Exercise details:
This exercise calls for an exact copy of the listing below.
□ □ □ □ □
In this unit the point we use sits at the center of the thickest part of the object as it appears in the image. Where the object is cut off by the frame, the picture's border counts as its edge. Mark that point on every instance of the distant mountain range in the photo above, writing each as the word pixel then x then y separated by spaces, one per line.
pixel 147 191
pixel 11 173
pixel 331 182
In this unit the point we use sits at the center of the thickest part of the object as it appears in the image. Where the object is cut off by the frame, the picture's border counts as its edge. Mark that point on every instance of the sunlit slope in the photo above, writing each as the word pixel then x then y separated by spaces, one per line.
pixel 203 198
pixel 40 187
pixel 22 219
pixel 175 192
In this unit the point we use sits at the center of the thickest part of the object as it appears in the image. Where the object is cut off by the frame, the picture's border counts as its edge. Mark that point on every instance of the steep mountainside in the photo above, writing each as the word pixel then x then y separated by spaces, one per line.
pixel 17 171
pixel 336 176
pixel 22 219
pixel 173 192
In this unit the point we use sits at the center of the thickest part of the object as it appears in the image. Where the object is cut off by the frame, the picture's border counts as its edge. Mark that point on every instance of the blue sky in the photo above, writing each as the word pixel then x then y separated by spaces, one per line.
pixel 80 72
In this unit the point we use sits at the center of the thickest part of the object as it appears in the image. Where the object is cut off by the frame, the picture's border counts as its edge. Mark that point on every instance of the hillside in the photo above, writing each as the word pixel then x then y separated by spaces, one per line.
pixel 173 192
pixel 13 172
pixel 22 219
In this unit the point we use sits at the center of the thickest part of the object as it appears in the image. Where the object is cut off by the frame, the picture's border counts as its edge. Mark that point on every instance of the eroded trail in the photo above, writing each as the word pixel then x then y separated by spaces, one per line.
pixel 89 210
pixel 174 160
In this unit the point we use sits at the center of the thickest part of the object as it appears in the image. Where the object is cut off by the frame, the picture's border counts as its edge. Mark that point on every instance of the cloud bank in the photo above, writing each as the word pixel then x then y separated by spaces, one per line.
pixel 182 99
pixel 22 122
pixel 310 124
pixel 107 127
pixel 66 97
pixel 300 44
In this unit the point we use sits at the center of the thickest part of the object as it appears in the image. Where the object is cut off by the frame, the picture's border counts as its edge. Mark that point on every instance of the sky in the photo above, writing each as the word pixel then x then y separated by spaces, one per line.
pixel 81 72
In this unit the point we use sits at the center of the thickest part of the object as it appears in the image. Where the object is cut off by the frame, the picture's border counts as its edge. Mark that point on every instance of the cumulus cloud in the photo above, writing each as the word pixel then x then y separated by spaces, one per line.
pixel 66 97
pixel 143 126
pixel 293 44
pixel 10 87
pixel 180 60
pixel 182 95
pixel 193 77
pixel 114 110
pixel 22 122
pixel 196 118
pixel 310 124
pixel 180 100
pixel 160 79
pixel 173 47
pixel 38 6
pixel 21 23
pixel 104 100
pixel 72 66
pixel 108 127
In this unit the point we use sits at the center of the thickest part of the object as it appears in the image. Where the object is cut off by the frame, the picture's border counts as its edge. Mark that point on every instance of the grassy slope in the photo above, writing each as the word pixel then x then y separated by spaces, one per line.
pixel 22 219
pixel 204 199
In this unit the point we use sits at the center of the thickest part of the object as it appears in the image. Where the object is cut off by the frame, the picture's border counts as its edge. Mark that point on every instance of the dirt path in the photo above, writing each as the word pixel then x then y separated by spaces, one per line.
□ □ □ □ □
Answer to the exercise:
In this unit the point we use sits at the center of the thickest part of the object as it appears in the image. Where the object is cut off by the frame, the picture's border counts as its edge. Mark that point on every instance of the distant mountain range in the photo above, writing each as the word pixel then x then y separated by spaces, one per line.
pixel 147 191
pixel 11 173
pixel 331 182
In this unit the point we use sits at the center of the thickest part of the object as it appears in the image. Where the object is cut off by the frame, the picture's border counts as its edge. Mark that point on every instance of the sunlit slope in the photo above, writing each as the word pixel then x then y separated by spaces, one per line.
pixel 203 198
pixel 40 187
pixel 22 219
pixel 175 192
In this unit the point we use sits at the center of the thickest part of the object as it appears in the image. Where the object is cut off by the frame, the picture's border counts as its edge. Mark that point on every instance of the steep mountainside in the photo above, writing each as the word pixel then x then y separated by spaces, one per line.
pixel 17 171
pixel 336 176
pixel 22 219
pixel 173 192
In this unit the point we use sits at the center of the thickest part of the object as it appears in the image. Where the object is cut off by the frame, the picture's border counts as its edge. Mark that point on every instance of the blue sky in the photo above, writing each as the word pixel then x then y separated by spaces, one per line.
pixel 80 72
In this unit the point we use sits at the center of the thickest part of the object as it appears in the image. Where the object is cut off by the frame, the picture's border counts as its edge. Mark that point on every instance of the hillside in the photo above, writing each as the word pixel then x then y separated by spaces, one per line.
pixel 173 192
pixel 13 172
pixel 22 219
In this unit the point we use sits at the center of the thickest part of the object as it appears in the image. Where the object is cut off by the frame, the picture's border counts as its edge. Mark that point on every instance of the eroded trail in the photo above, writing each as the word pixel then x then y separated by spaces, one per line.
pixel 89 210
pixel 174 160
In this unit the point we use sits at the center of the thickest part of the object as it appears in the image. Where the object is cut off by the frame, the picture's border counts as its edge. Mark that point on every instance of the cloud bank in the photo above, writing each as the word pixel then x then y separated by spaces, one per line.
pixel 182 99
pixel 22 122
pixel 310 124
pixel 107 127
pixel 66 97
pixel 300 44
In this unit the point we use sits at the center of the thickest part of the object as it appears in the image. Where the object is cut off by the frame, the picture's border counts as its edge. Mark that point on every instance of the sky in the photo above, writing each as the word pixel then x then y separated by spaces, one per line.
pixel 81 72
In this unit the point we use sits at the center of the thickest part of the object as it appears in the image. Where the object is cut off by the frame, the picture's border counts as its edge. Mark that point on every instance of the cumulus cloud in the photo above, writing each as the word pixel then x then y separated by spaces, one per line.
pixel 66 97
pixel 143 126
pixel 293 44
pixel 10 87
pixel 180 60
pixel 182 95
pixel 193 77
pixel 114 110
pixel 22 122
pixel 196 118
pixel 310 124
pixel 180 100
pixel 160 79
pixel 173 47
pixel 38 6
pixel 21 23
pixel 104 100
pixel 72 66
pixel 108 127
In this unit the point we use sits at the center of the thickest part of the object as it appears in the image. Where the object is cut off by the frame, the picture's border counts as its edge. Mark that point on every instance of the grassy slope in the photo above, writing each as the word pixel then x then y separated by spaces, one per line.
pixel 22 219
pixel 204 199
In this unit the point we use sits at the center of the thickest part of the object as it appears in the image. Where the object is cut off by the frame, the picture's border counts as its edge. Mark that point on every instance of the dirt path in the photo above, writing each as the word pixel then x then y separated by spaces, one per line.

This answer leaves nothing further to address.